Text section:
»»

For generations the appendix has been dismissed as superfluous. Doctors figured it had no function, surgeons removed them routinely, and people live fine without them.
And when infected the appendix can turn deadly. It gets inflamed quickly and some people die if it isn't removed in time. Two years ago, 321,000 Americans were hospitalized with appendicitis, according to the Centers for Disease Control and Prevention.
The function of the appendix seems related to the massive amount of bacteria populating the human digestive system, according to the study in the Journal of Theoretical Biology. There are more bacteria than human cells in the typical body. Most of it is good and helps digest food.
But sometimes the flora of bacteria in the intestines die or are purged. Diseases such as cholera or amoebic dysentery would clear the gut of useful bacteria. The appendix's job is to reboot the digestive system in that case.
The appendix "acts as a good safe house for bacteria," said Duke surgery professor Bill Parker, a study co-author. Its location - just below the normal one-way flow of food and germs in the large intestine in a sort of gut cul-de-sac - helps support the theory, he said.
Also, the worm-shaped organ outgrowth acts like a bacteria factory, cultivating the good germs, Parker said.
That use is not needed in a modern industrialized society, Parker said. If a person's gut flora dies, they can usually repopulate it easily with germs they pick up from other people, he said. But before dense populations in modern times and during epidemics of cholera that affected a whole region, it wasn't as easy to grow back that bacteria and the appendix came in handy.

««

Excerpted records:
»»

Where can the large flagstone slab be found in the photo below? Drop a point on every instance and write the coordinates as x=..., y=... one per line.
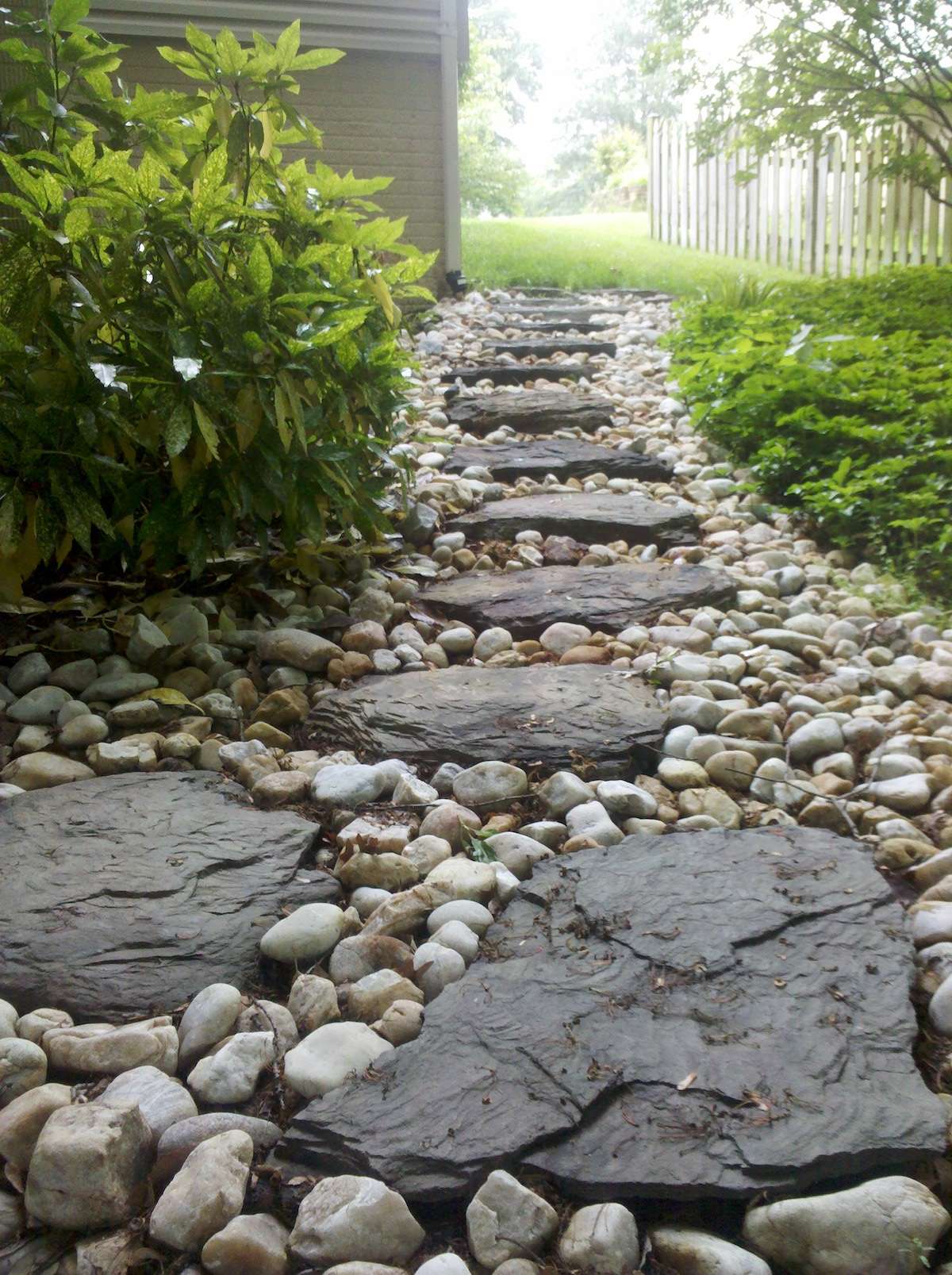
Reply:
x=565, y=458
x=542, y=347
x=593, y=518
x=543, y=716
x=602, y=597
x=126, y=895
x=514, y=374
x=706, y=1014
x=533, y=412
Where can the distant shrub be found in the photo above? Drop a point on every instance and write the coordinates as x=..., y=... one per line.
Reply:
x=839, y=395
x=199, y=338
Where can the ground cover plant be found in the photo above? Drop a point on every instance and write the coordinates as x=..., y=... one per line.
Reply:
x=608, y=250
x=839, y=395
x=199, y=337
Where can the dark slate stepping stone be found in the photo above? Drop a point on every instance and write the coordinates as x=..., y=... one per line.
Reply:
x=130, y=894
x=766, y=972
x=533, y=412
x=570, y=314
x=565, y=458
x=594, y=518
x=557, y=325
x=543, y=716
x=514, y=374
x=601, y=597
x=543, y=348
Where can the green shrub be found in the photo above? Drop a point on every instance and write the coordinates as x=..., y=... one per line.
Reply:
x=839, y=395
x=198, y=336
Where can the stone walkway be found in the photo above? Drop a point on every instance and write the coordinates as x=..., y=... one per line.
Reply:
x=599, y=670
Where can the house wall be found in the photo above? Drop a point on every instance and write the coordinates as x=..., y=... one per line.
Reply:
x=380, y=113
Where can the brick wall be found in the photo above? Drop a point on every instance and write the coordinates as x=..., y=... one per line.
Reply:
x=380, y=113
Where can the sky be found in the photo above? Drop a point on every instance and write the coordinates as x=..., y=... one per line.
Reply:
x=565, y=31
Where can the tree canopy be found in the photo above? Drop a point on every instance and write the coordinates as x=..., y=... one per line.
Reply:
x=813, y=65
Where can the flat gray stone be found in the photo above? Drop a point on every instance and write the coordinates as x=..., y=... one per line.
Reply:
x=514, y=374
x=601, y=597
x=542, y=716
x=699, y=1015
x=542, y=347
x=129, y=894
x=565, y=458
x=594, y=518
x=533, y=412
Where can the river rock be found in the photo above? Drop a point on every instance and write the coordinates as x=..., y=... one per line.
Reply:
x=601, y=1239
x=565, y=458
x=511, y=374
x=716, y=911
x=590, y=518
x=687, y=1251
x=896, y=1219
x=505, y=1219
x=349, y=1219
x=204, y=1195
x=90, y=1168
x=148, y=888
x=161, y=1100
x=599, y=597
x=533, y=412
x=251, y=1242
x=328, y=1056
x=482, y=714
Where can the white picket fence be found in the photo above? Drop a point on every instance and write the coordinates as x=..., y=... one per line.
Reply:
x=821, y=212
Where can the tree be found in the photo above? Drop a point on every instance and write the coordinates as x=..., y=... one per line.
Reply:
x=502, y=75
x=812, y=65
x=609, y=120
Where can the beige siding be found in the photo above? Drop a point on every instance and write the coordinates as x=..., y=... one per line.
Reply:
x=380, y=115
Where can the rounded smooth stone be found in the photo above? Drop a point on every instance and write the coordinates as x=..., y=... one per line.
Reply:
x=436, y=968
x=328, y=1056
x=250, y=1242
x=22, y=1067
x=489, y=782
x=208, y=1019
x=474, y=916
x=309, y=934
x=601, y=1239
x=687, y=1251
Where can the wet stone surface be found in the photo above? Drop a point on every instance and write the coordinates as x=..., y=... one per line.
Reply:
x=601, y=597
x=533, y=412
x=485, y=714
x=138, y=890
x=565, y=458
x=590, y=518
x=712, y=1014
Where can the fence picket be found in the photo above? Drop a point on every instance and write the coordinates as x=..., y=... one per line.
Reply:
x=826, y=210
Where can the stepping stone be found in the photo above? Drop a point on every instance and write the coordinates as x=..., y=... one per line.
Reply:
x=514, y=374
x=705, y=1014
x=543, y=348
x=129, y=894
x=533, y=412
x=602, y=597
x=596, y=518
x=565, y=458
x=570, y=314
x=559, y=325
x=542, y=716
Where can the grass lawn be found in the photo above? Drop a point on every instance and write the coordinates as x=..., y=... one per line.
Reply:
x=607, y=250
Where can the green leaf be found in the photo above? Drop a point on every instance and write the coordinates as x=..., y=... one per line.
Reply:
x=317, y=59
x=288, y=45
x=259, y=271
x=67, y=13
x=207, y=428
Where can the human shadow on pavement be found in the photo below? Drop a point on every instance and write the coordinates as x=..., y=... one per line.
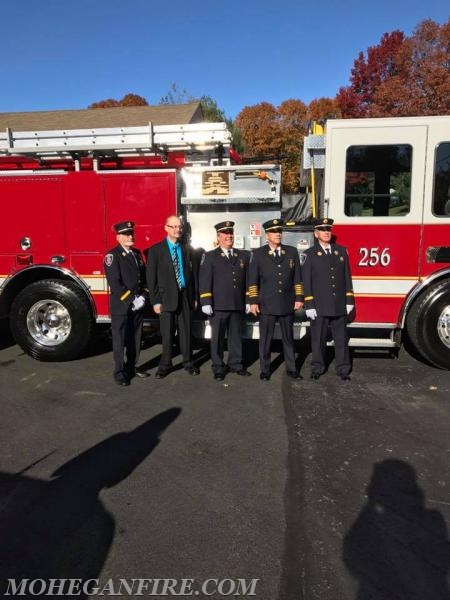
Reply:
x=60, y=529
x=6, y=338
x=397, y=548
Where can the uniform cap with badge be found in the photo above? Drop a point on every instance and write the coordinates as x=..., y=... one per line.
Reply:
x=273, y=226
x=225, y=227
x=124, y=228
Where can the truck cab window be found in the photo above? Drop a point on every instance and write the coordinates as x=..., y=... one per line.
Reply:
x=441, y=183
x=378, y=181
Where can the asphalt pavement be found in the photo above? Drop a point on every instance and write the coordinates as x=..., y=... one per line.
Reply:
x=318, y=489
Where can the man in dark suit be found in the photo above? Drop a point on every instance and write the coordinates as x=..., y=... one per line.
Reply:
x=223, y=274
x=275, y=292
x=329, y=299
x=171, y=286
x=125, y=273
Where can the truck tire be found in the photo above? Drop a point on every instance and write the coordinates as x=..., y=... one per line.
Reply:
x=428, y=324
x=51, y=320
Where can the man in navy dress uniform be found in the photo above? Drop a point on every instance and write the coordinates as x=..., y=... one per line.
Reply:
x=125, y=273
x=329, y=299
x=171, y=285
x=275, y=292
x=223, y=284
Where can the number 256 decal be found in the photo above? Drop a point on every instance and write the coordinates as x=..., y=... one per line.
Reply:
x=371, y=257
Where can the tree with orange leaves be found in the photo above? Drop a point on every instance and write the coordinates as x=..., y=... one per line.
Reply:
x=402, y=76
x=368, y=73
x=127, y=100
x=421, y=82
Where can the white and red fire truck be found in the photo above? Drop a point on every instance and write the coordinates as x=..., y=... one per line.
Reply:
x=385, y=182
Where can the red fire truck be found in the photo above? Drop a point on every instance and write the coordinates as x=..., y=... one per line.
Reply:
x=386, y=183
x=61, y=192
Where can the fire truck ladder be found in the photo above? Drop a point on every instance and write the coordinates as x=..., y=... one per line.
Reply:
x=145, y=140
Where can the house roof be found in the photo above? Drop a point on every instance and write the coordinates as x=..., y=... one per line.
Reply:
x=93, y=118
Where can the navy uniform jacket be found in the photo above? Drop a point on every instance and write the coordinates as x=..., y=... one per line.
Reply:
x=223, y=280
x=327, y=281
x=275, y=285
x=161, y=279
x=125, y=273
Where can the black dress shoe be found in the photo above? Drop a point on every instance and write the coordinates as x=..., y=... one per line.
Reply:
x=192, y=370
x=294, y=374
x=142, y=374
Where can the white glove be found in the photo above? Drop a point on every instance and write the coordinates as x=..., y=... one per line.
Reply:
x=311, y=313
x=138, y=303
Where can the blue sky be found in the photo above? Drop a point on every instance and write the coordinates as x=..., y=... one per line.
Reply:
x=66, y=55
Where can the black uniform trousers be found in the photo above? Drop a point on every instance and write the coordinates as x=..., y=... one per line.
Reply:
x=266, y=331
x=229, y=323
x=318, y=329
x=126, y=339
x=171, y=321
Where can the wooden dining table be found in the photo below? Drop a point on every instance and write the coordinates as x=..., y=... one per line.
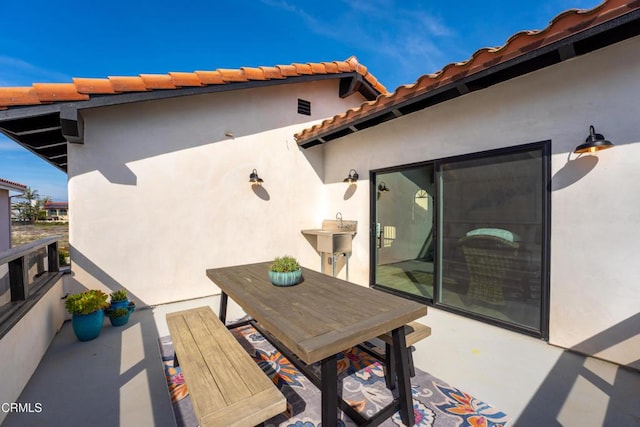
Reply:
x=320, y=317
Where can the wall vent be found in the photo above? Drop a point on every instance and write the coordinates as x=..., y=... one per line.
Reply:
x=304, y=107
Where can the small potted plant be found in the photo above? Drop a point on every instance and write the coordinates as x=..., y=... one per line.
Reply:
x=119, y=299
x=119, y=316
x=87, y=313
x=285, y=271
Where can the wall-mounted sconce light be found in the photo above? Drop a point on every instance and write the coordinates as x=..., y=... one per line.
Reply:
x=254, y=178
x=353, y=177
x=594, y=142
x=383, y=187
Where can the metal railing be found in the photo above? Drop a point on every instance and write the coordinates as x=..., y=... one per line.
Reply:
x=27, y=267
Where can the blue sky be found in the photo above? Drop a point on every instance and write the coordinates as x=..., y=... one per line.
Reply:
x=398, y=41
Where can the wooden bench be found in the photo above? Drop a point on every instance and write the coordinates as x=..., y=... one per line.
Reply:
x=226, y=386
x=414, y=332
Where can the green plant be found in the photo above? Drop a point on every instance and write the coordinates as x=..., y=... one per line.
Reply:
x=62, y=257
x=117, y=312
x=284, y=264
x=86, y=302
x=119, y=295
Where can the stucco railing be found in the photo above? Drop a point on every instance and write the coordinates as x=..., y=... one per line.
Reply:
x=29, y=266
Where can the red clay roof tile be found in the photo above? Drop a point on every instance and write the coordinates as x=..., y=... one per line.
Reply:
x=128, y=84
x=83, y=88
x=13, y=184
x=157, y=81
x=563, y=25
x=253, y=73
x=210, y=77
x=96, y=86
x=51, y=92
x=185, y=79
x=18, y=96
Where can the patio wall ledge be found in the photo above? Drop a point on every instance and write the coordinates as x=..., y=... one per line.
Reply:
x=24, y=345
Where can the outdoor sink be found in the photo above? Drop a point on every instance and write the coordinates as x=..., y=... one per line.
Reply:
x=331, y=242
x=334, y=236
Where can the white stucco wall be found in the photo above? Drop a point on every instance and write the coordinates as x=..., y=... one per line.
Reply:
x=595, y=206
x=5, y=220
x=160, y=194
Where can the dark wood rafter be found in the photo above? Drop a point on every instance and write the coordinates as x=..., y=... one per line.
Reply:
x=45, y=129
x=605, y=34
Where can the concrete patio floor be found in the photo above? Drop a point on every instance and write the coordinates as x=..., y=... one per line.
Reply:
x=117, y=379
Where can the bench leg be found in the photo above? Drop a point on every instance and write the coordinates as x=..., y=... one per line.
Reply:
x=401, y=352
x=389, y=367
x=223, y=308
x=329, y=390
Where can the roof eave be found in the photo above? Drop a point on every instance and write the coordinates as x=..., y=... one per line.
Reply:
x=45, y=129
x=617, y=29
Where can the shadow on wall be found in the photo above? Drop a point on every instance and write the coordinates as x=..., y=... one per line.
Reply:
x=621, y=392
x=573, y=171
x=261, y=192
x=137, y=131
x=79, y=259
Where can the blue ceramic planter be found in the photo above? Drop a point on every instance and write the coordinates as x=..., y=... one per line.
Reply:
x=87, y=326
x=120, y=304
x=285, y=278
x=122, y=320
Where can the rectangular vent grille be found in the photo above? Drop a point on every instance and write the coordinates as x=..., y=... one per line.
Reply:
x=304, y=107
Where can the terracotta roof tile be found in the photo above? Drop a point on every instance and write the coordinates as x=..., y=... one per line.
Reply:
x=253, y=73
x=563, y=25
x=186, y=79
x=18, y=96
x=272, y=73
x=51, y=92
x=84, y=88
x=157, y=81
x=233, y=75
x=96, y=86
x=13, y=184
x=210, y=77
x=331, y=67
x=128, y=84
x=303, y=68
x=288, y=70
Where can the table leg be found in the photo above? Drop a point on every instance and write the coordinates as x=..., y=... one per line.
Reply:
x=329, y=390
x=404, y=381
x=223, y=307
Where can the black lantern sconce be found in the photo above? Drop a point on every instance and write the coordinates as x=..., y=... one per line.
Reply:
x=594, y=142
x=353, y=177
x=383, y=187
x=254, y=178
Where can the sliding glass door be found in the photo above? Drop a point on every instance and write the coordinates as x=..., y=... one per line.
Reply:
x=404, y=237
x=468, y=234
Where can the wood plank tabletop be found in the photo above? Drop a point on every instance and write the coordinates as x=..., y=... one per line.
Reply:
x=318, y=317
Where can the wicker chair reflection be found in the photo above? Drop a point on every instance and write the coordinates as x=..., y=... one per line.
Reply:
x=489, y=260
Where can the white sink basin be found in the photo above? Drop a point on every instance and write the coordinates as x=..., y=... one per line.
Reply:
x=330, y=241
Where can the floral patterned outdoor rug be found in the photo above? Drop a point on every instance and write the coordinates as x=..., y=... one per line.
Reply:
x=435, y=402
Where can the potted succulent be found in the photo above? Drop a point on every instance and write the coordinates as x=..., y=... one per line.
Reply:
x=87, y=313
x=285, y=271
x=119, y=299
x=119, y=316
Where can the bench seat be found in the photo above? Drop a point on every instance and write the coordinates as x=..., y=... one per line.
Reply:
x=226, y=386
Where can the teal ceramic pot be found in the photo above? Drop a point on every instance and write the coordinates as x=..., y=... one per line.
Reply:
x=87, y=326
x=122, y=320
x=119, y=304
x=288, y=278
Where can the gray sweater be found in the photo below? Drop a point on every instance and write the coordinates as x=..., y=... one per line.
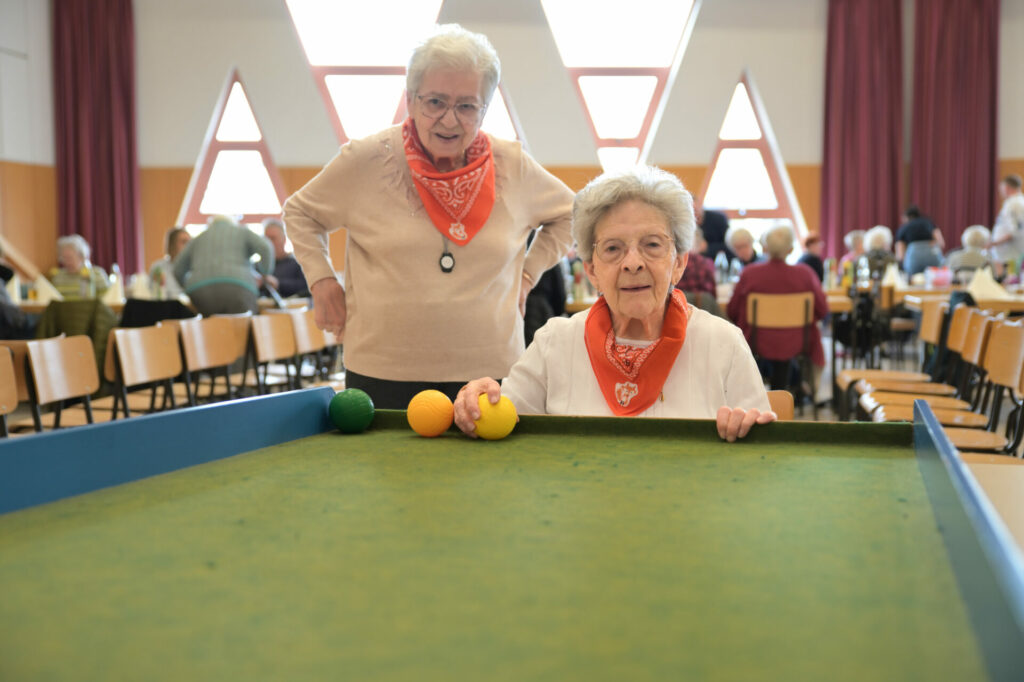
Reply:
x=221, y=254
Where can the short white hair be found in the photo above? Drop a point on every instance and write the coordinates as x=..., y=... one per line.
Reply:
x=778, y=242
x=76, y=242
x=879, y=238
x=653, y=186
x=976, y=237
x=452, y=46
x=853, y=238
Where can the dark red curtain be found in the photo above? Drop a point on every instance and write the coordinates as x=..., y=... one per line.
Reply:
x=94, y=108
x=861, y=169
x=952, y=146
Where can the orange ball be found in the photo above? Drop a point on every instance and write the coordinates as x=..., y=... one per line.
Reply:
x=430, y=413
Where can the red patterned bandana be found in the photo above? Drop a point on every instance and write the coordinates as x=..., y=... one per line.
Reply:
x=460, y=202
x=631, y=378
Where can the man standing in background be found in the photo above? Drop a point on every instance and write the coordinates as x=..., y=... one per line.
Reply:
x=1008, y=233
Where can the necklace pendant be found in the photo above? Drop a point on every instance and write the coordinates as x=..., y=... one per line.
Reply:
x=446, y=262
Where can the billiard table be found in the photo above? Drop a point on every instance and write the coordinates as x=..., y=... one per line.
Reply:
x=249, y=540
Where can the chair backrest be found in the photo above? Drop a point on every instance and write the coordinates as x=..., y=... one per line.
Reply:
x=780, y=310
x=308, y=338
x=207, y=342
x=957, y=328
x=979, y=325
x=1005, y=354
x=933, y=310
x=8, y=384
x=272, y=337
x=62, y=368
x=242, y=324
x=781, y=405
x=147, y=353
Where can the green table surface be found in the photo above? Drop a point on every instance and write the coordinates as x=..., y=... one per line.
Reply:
x=571, y=550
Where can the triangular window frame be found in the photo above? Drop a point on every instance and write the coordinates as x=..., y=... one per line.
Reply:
x=787, y=206
x=665, y=76
x=190, y=214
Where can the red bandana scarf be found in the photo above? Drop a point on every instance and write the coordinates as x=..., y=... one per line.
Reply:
x=460, y=202
x=632, y=381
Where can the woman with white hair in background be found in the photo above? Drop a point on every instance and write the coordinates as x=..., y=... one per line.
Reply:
x=741, y=242
x=436, y=215
x=641, y=350
x=973, y=256
x=878, y=251
x=776, y=276
x=76, y=278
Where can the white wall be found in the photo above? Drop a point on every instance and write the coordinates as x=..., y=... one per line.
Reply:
x=1010, y=136
x=26, y=96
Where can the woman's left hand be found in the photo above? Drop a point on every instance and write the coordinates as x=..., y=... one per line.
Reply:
x=736, y=423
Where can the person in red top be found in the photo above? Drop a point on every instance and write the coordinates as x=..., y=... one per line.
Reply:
x=698, y=278
x=776, y=276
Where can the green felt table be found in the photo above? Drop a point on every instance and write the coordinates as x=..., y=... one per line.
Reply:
x=576, y=549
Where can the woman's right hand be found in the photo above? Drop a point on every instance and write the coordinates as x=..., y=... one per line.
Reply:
x=467, y=407
x=329, y=305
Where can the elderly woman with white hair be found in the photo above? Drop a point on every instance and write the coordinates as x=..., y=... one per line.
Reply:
x=75, y=276
x=640, y=350
x=776, y=276
x=436, y=214
x=878, y=251
x=973, y=256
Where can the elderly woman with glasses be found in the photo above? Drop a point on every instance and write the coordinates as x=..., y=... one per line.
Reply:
x=641, y=350
x=436, y=215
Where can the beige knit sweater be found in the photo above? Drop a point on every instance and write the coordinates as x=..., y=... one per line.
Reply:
x=408, y=321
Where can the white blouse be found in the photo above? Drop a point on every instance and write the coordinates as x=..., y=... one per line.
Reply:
x=714, y=368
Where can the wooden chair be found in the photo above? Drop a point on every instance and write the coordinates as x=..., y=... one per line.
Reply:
x=932, y=314
x=272, y=340
x=60, y=369
x=8, y=388
x=957, y=334
x=1005, y=367
x=208, y=349
x=780, y=311
x=146, y=357
x=242, y=326
x=781, y=405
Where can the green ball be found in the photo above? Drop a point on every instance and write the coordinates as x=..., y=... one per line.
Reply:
x=351, y=411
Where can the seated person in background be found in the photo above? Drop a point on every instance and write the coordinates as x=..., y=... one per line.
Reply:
x=162, y=271
x=640, y=349
x=287, y=278
x=879, y=242
x=775, y=276
x=215, y=268
x=812, y=255
x=697, y=283
x=13, y=323
x=714, y=224
x=76, y=278
x=919, y=242
x=741, y=242
x=973, y=256
x=854, y=243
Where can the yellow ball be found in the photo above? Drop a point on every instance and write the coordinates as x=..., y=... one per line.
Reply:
x=497, y=421
x=430, y=413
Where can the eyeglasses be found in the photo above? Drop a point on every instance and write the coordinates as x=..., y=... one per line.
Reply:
x=650, y=247
x=468, y=112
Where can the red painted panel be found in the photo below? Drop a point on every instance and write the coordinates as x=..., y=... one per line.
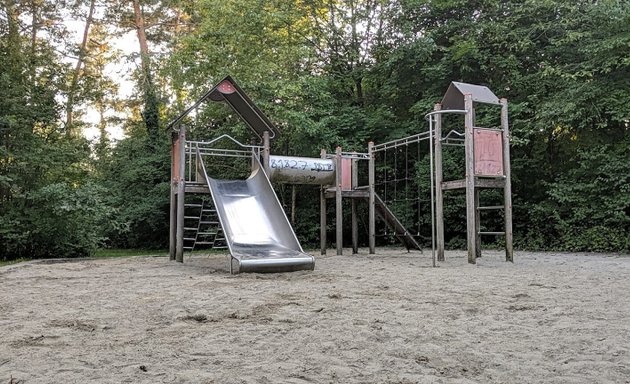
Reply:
x=346, y=174
x=488, y=152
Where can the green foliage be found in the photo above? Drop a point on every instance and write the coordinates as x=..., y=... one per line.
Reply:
x=137, y=178
x=327, y=74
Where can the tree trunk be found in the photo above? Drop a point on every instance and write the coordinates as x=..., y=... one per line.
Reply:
x=77, y=71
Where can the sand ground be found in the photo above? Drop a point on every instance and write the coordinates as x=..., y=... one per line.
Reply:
x=385, y=318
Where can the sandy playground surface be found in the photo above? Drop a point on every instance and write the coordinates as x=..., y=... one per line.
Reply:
x=389, y=318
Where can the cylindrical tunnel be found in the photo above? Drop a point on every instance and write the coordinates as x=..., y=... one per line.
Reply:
x=301, y=170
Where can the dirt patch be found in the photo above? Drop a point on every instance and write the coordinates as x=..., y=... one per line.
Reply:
x=385, y=318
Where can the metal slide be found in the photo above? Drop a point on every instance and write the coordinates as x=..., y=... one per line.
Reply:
x=257, y=231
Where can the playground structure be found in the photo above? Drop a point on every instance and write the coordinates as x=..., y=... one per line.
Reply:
x=246, y=216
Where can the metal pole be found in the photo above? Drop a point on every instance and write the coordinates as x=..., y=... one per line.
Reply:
x=439, y=194
x=355, y=226
x=339, y=204
x=322, y=213
x=371, y=212
x=266, y=151
x=471, y=230
x=507, y=190
x=181, y=187
x=173, y=208
x=433, y=258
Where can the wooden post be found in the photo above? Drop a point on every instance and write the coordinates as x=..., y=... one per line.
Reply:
x=322, y=214
x=477, y=225
x=293, y=205
x=339, y=204
x=371, y=198
x=173, y=211
x=471, y=234
x=266, y=152
x=507, y=190
x=181, y=188
x=439, y=177
x=355, y=226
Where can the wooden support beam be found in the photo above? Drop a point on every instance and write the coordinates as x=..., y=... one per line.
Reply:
x=173, y=198
x=507, y=190
x=266, y=152
x=181, y=187
x=339, y=204
x=477, y=225
x=439, y=194
x=355, y=224
x=479, y=183
x=371, y=199
x=471, y=234
x=322, y=213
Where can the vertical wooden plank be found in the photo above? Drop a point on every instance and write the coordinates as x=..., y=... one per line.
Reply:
x=322, y=213
x=173, y=209
x=181, y=187
x=339, y=203
x=477, y=225
x=355, y=228
x=439, y=177
x=471, y=236
x=355, y=225
x=507, y=190
x=371, y=211
x=293, y=204
x=322, y=220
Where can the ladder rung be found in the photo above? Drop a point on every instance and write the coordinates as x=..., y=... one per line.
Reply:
x=490, y=207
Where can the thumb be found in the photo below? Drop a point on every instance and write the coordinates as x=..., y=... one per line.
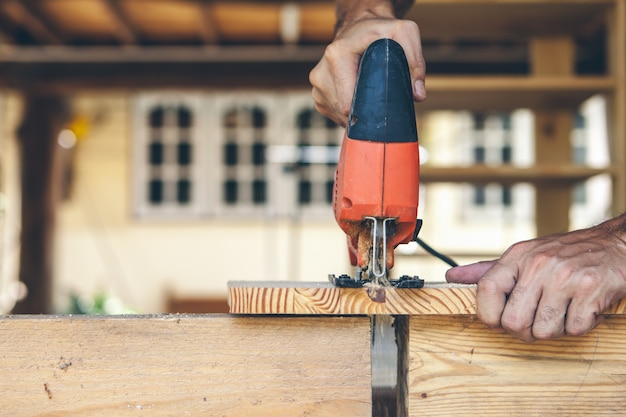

««

Problems to work on:
[1] Reproduce the passage about the appendix word for word, from "That use is" to "came in handy.", inclusive.
[2] Continue the passage about the appendix from where it stops.

Per-task outputs:
[1]
That use is not needed in a modern industrialized society, Parker said. If a person's gut flora dies, they can usually repopulate it easily with germs they pick up from other people, he said. But before dense populations in modern times and during epidemics of cholera that affected a whole region, it wasn't as easy to grow back that bacteria and the appendix came in handy.

[2]
In less developed countries, where the appendix may be still useful, the rate of appendicitis is lower than in the U.S., other studies have shown, Parker said.
He said the appendix may be another case of an overly hygienic society triggering an overreaction by the body's immune system.
Even though the appendix seems to have a function, people should still have them removed when they are inflamed because it could turn deadly, Parker said. About 300 to 400 Americans die of appendicitis each year, according to the CDC.
Five scientists not connected with the research said that the Duke theory makes sense and raises interesting questions.
The idea "seems by far the most likely" explanation for the function of the appendix, said Brandeis University biochemistry professor Douglas Theobald. "It makes evolutionary sense."
The theory led Gary Huffnagle, a University of Michigan internal medicine and microbiology professor, to wonder about the value of another body part that is often yanked: "I'll bet eventually we'll find the same sort of thing with the tonsils."